Can you copy out every line of the items below word for word, without the pictures?

→ **Data shown**
^^^^^^^^^^^^^^^^
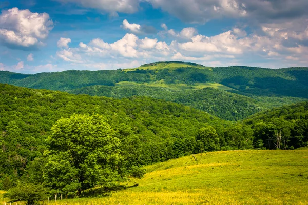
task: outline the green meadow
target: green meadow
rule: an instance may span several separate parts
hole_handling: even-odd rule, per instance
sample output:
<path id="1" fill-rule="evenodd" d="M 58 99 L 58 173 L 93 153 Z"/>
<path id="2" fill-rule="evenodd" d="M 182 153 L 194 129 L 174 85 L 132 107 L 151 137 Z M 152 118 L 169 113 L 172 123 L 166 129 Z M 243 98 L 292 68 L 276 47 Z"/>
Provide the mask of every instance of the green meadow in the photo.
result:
^^^^^^^^^^^^^^^^
→ **Full response**
task: outline the green meadow
target: green meadow
rule: an instance may span several separate parts
hole_handling: even-odd rule, per instance
sample output:
<path id="1" fill-rule="evenodd" d="M 58 99 L 58 173 L 93 153 Z"/>
<path id="2" fill-rule="evenodd" d="M 182 153 L 194 129 L 174 85 L 132 107 L 151 137 Z M 152 118 L 169 113 L 172 123 L 166 129 Z M 243 98 L 292 68 L 276 47 Z"/>
Provide the mask of every instance of the green meadow in the photo.
result:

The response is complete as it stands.